AIM OF THE TASK
All entries are to be transcribed verbatim, but images are not carried over.

-------- SOURCE MATERIAL

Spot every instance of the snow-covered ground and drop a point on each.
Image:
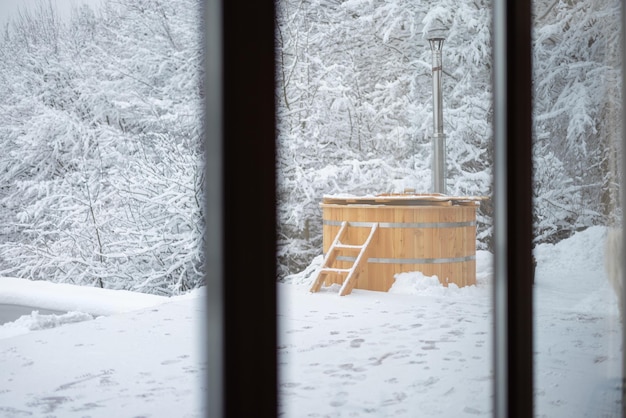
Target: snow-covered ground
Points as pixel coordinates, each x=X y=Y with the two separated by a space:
x=420 y=350
x=425 y=350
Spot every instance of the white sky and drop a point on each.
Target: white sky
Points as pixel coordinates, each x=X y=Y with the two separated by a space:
x=9 y=8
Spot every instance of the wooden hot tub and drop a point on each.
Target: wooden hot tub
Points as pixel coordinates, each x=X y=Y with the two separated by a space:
x=388 y=234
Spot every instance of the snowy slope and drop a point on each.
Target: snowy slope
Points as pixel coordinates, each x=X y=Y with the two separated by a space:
x=419 y=350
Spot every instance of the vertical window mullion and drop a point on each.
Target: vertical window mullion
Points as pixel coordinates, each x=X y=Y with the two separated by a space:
x=513 y=333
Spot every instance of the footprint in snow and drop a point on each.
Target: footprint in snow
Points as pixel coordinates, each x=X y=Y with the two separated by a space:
x=356 y=343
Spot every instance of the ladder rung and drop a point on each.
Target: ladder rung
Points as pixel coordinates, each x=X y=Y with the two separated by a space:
x=348 y=247
x=334 y=270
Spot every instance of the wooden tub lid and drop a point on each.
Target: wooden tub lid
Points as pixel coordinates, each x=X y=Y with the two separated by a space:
x=411 y=199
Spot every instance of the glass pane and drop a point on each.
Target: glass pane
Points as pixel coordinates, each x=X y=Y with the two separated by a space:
x=577 y=211
x=355 y=130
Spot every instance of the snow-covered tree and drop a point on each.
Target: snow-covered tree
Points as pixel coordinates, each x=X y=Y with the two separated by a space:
x=101 y=126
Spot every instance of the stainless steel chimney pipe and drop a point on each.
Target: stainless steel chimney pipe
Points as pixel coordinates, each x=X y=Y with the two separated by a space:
x=439 y=139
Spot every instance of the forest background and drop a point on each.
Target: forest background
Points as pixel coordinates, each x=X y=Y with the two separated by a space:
x=101 y=124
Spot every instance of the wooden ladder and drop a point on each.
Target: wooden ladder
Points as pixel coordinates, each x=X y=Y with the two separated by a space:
x=352 y=273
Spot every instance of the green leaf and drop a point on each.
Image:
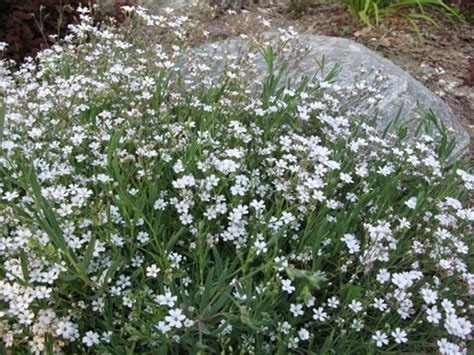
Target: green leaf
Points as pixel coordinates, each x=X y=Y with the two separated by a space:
x=3 y=109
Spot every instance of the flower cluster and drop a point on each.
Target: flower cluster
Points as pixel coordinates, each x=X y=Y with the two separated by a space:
x=149 y=200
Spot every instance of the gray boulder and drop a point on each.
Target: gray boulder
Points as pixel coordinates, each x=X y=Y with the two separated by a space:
x=403 y=92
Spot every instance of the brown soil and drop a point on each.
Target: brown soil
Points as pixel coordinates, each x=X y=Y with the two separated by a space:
x=442 y=58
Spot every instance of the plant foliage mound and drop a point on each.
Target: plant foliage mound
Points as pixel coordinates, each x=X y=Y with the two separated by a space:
x=150 y=204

----------------

COMPLETED EXERCISE
Spot every instance of the snow-covered ground and drop a point on each.
Image:
Target: snow-covered ground
Points as pixel coordinates, each x=X y=Y with the two separated by a space:
x=420 y=350
x=425 y=350
Spot every instance of the white sky and drop a point on each.
Target: white sky
Points as pixel coordinates, each x=X y=Y with the two separated by a space:
x=9 y=8
Spot every instance of the wooden hot tub and drop a point on each.
Target: wooden hot tub
Points as pixel coordinates, each x=X y=Y with the two separated by a space:
x=388 y=234
Spot every instance of the snowy slope and drop a point on each.
Target: snowy slope
Points as pixel coordinates, each x=X y=Y with the two separated by a space:
x=419 y=350
Spot every instance of the vertical window mullion and drop a point on each.
Target: vertical window mullion
Points as pixel coordinates, each x=X y=Y with the two separated by a space:
x=513 y=333
Spot every instance of the footprint in snow and drop a point on each.
Target: footprint in snow
Points as pixel coordinates, each x=X y=Y with the two separated by a space:
x=356 y=343
Spot every instance of the ladder rung and drop a point on each.
Target: ladder rung
Points as pixel coordinates, each x=X y=Y with the two separated by a space:
x=348 y=247
x=334 y=270
Spot every instance of the wooden tub lid and drop a point on each.
Target: wooden tub lid
Points as pixel coordinates, each x=X y=Y with the two separated by a space:
x=411 y=199
Spot every instance of the glass pane and drop a point on each.
Target: glass pane
Points as pixel coordinates, each x=X y=Y with the two separated by a space:
x=577 y=211
x=355 y=130
Spot every instance of the snow-covered tree and drop a point on each.
Target: snow-covered tree
Points as pixel coordinates, each x=X y=Y with the two separated by a space:
x=101 y=126
Spot every instance of the stainless steel chimney pipe and drop a point on each.
Target: stainless steel chimney pipe
Points as pixel coordinates, each x=X y=Y with the two separated by a space:
x=439 y=139
Spot every instance of the forest background and drop a point on each.
Target: forest background
Points as pixel coordinates, each x=X y=Y with the two separated by a space:
x=101 y=124
Spot every instance of the wooden ladder and drop a point on each.
Target: wooden ladder
Points as pixel coordinates, each x=X y=Y with the two separated by a space:
x=352 y=273
Spot every instance of the green leaf and drop a point on each.
Image:
Target: green leaf
Points as pixel coordinates, each x=X y=Y with the two separated by a space:
x=3 y=109
Spot every instance of the flower cluster and drop a point on each.
Target: flower cluster
Points as pixel coordinates, each x=X y=Y with the two separated by a space:
x=149 y=200
Spot every instance of the gray boulder and drop a point on each.
Target: gray boulder
Points as pixel coordinates, each x=X y=Y with the two separated by a space:
x=403 y=92
Spot every instance of the brown soil and drop a point on each.
Target: brown soil
Points as pixel coordinates, each x=X y=Y with the two separated by a space:
x=442 y=58
Spot every instance of the plant foliage mound and drop a point on each.
Target: plant foliage mound
Points as pixel coordinates, each x=X y=Y with the two separated by a space:
x=150 y=204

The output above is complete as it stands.